Problem to work on: What you return must match the records character for character.

--- Data for this task Enclosed Below ---

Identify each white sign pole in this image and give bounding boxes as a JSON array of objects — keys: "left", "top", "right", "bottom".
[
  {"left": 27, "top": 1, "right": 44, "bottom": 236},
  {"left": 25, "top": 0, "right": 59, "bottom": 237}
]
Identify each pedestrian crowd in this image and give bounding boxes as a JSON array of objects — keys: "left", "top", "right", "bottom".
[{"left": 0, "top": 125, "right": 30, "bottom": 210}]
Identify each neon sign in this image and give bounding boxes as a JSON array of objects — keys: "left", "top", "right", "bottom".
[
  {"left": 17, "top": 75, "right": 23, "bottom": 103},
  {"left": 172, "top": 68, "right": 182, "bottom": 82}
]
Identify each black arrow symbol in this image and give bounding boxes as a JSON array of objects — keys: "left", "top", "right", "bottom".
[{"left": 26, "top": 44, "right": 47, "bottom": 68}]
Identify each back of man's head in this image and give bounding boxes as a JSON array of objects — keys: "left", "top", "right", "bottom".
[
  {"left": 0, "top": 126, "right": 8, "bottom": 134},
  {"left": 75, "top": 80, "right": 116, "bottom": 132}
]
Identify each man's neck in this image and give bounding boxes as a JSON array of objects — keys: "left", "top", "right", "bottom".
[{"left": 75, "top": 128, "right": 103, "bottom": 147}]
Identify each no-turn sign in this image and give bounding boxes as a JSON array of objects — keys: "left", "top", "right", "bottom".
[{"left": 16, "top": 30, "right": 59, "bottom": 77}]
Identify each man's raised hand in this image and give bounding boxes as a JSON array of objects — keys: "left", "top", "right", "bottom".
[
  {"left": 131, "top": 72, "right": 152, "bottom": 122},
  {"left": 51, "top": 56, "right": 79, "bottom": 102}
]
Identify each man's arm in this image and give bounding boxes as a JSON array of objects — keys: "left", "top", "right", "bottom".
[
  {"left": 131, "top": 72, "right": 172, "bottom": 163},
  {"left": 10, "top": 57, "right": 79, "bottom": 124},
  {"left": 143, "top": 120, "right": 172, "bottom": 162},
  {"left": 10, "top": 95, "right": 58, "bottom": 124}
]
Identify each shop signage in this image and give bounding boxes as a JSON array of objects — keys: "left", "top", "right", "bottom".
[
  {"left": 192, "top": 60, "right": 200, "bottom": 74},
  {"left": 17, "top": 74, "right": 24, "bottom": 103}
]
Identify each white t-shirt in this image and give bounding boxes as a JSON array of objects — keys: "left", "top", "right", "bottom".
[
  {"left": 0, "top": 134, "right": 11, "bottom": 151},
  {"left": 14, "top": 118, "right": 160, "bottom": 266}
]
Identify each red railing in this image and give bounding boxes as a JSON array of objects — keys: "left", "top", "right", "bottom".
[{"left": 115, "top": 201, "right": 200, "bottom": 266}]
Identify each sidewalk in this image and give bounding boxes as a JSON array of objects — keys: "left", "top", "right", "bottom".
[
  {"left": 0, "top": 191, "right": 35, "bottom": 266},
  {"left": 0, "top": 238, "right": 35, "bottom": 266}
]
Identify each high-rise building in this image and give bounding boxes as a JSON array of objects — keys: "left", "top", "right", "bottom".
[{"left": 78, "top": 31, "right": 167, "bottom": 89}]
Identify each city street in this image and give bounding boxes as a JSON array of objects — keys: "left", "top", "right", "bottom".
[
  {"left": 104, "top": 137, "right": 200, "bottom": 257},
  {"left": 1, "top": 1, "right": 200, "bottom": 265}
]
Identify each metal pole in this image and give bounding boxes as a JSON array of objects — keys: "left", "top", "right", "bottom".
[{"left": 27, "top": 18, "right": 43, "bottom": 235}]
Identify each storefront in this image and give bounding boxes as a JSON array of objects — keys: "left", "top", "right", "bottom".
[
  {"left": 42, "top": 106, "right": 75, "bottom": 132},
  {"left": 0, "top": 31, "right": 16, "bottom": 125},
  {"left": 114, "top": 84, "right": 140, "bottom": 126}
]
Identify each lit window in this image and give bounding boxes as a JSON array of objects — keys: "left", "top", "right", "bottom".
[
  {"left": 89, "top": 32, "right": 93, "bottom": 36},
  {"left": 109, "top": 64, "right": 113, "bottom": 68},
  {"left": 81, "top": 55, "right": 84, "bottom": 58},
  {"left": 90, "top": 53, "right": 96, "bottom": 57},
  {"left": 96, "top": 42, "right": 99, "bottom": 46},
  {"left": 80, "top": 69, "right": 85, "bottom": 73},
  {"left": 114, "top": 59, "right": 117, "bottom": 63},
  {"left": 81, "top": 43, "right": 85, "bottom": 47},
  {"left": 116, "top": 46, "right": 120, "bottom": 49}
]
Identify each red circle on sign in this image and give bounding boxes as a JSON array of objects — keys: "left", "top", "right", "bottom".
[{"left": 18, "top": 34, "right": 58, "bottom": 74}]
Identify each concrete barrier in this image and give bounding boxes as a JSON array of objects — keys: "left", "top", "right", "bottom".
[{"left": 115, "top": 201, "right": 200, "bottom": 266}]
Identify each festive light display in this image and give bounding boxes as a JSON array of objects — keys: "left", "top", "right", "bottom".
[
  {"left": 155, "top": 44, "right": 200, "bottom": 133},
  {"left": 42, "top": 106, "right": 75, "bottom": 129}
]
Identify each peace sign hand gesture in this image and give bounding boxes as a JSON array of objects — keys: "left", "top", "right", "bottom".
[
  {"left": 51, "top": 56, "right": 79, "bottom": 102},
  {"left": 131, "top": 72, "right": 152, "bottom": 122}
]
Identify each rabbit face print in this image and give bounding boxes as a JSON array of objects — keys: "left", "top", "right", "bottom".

--- End of Enclosed Data for this task ---

Solution to this task:
Identify each white sign pole in this image and give bounding boxes as a JSON array of objects — keys: "left", "top", "right", "bottom".
[
  {"left": 27, "top": 1, "right": 44, "bottom": 236},
  {"left": 25, "top": 0, "right": 59, "bottom": 237}
]
Identify each pedestrian crowd in this image and give bounding boxes as a JSON array of objects — keys: "left", "top", "right", "bottom".
[{"left": 0, "top": 125, "right": 30, "bottom": 210}]
Identify each neon sign in this image and give bounding boxes as a JSON array of objects — keys: "left", "top", "right", "bottom".
[
  {"left": 17, "top": 75, "right": 23, "bottom": 103},
  {"left": 172, "top": 68, "right": 182, "bottom": 82}
]
Identify each black arrow symbol in this image and give bounding boxes as a JSON array of objects — keys: "left", "top", "right", "bottom".
[{"left": 26, "top": 44, "right": 47, "bottom": 68}]
Identify each back of man's head in this image and give bounding boxes as a JSON array of objects — keys: "left", "top", "right", "bottom".
[
  {"left": 0, "top": 126, "right": 8, "bottom": 134},
  {"left": 75, "top": 80, "right": 116, "bottom": 132}
]
Identify each man's neck in this image and give bounding boxes as a JSON array of objects — keys: "left", "top", "right", "bottom".
[{"left": 75, "top": 128, "right": 103, "bottom": 147}]
Identify each no-turn sign in this image and give bounding boxes as a JSON array of objects — keys: "left", "top", "right", "bottom".
[{"left": 16, "top": 30, "right": 59, "bottom": 77}]
Identify each man's raised hand in this image and give bounding boxes as a JSON array of objects — keys: "left", "top", "right", "bottom".
[
  {"left": 131, "top": 72, "right": 152, "bottom": 122},
  {"left": 51, "top": 56, "right": 79, "bottom": 102}
]
Identify each man's arm in this image and give bounding boxes as a JSON array of objects — keys: "left", "top", "right", "bottom".
[
  {"left": 131, "top": 72, "right": 172, "bottom": 163},
  {"left": 10, "top": 57, "right": 79, "bottom": 124},
  {"left": 143, "top": 120, "right": 172, "bottom": 162},
  {"left": 10, "top": 95, "right": 58, "bottom": 124}
]
Identify each shop signage in this image and give bounding boxes as a JSON array of objects — keys: "left", "top", "right", "bottom".
[
  {"left": 192, "top": 60, "right": 200, "bottom": 74},
  {"left": 17, "top": 74, "right": 24, "bottom": 103}
]
Identify each white t-shirt in this image and give bounding boxes as a JSON array of objects — keys: "left", "top", "right", "bottom".
[
  {"left": 0, "top": 134, "right": 11, "bottom": 151},
  {"left": 14, "top": 118, "right": 160, "bottom": 266}
]
Identify each red railing in this image and give bounding boxes as a JSON array of objects — keys: "left", "top", "right", "bottom".
[{"left": 115, "top": 201, "right": 200, "bottom": 266}]
Identify each sidewalk in this image and give bounding boxes as a JSON array of objects — keys: "left", "top", "right", "bottom".
[
  {"left": 0, "top": 191, "right": 35, "bottom": 266},
  {"left": 0, "top": 238, "right": 35, "bottom": 266}
]
Identify each high-rise building in this image and give bounding boxes as a JSON array of objects — keys: "left", "top", "right", "bottom".
[{"left": 78, "top": 31, "right": 167, "bottom": 89}]
Identify each city street in this image and give bounding boxes as a JSON array of objects — keys: "left", "top", "right", "bottom".
[
  {"left": 104, "top": 137, "right": 200, "bottom": 257},
  {"left": 1, "top": 1, "right": 200, "bottom": 265}
]
Identify each metal pole in this image and give bounding boxes as a JSON array of objects — keys: "left", "top", "right", "bottom".
[{"left": 27, "top": 18, "right": 43, "bottom": 235}]
Identify each storefront in this image and give bounding boxes as a JSON array of objects — keys: "left", "top", "right", "bottom".
[
  {"left": 42, "top": 106, "right": 75, "bottom": 132},
  {"left": 0, "top": 31, "right": 16, "bottom": 125},
  {"left": 114, "top": 84, "right": 140, "bottom": 126}
]
Identify each lit window in this image and give bounding boxes as a JSON array of objects — keys: "left", "top", "right", "bottom".
[
  {"left": 89, "top": 32, "right": 93, "bottom": 36},
  {"left": 109, "top": 64, "right": 113, "bottom": 68},
  {"left": 81, "top": 55, "right": 84, "bottom": 58},
  {"left": 90, "top": 53, "right": 96, "bottom": 57},
  {"left": 96, "top": 42, "right": 99, "bottom": 46},
  {"left": 80, "top": 69, "right": 85, "bottom": 73},
  {"left": 114, "top": 59, "right": 117, "bottom": 63},
  {"left": 81, "top": 43, "right": 85, "bottom": 47},
  {"left": 116, "top": 46, "right": 120, "bottom": 49}
]
Identify each red circle on sign in this image and give bounding boxes as a JSON array of objects — keys: "left", "top", "right", "bottom".
[{"left": 18, "top": 34, "right": 58, "bottom": 74}]
Identify each concrete barrier in this image and give bounding boxes as a JSON array of objects — keys: "left", "top", "right", "bottom".
[{"left": 115, "top": 201, "right": 200, "bottom": 266}]
Identify each festive light display in this image and give bounding boxes as a JSON array of objects — keys: "left", "top", "right", "bottom".
[
  {"left": 155, "top": 44, "right": 200, "bottom": 133},
  {"left": 42, "top": 106, "right": 75, "bottom": 129}
]
Identify each peace sign hand gesture in this image and give bounding boxes as a JSON array of objects — keys: "left", "top", "right", "bottom".
[
  {"left": 51, "top": 56, "right": 79, "bottom": 102},
  {"left": 131, "top": 72, "right": 152, "bottom": 122}
]
Identify each rabbit face print in this image and give bounding boxes as a JSON array of objects — keys: "left", "top", "right", "bottom".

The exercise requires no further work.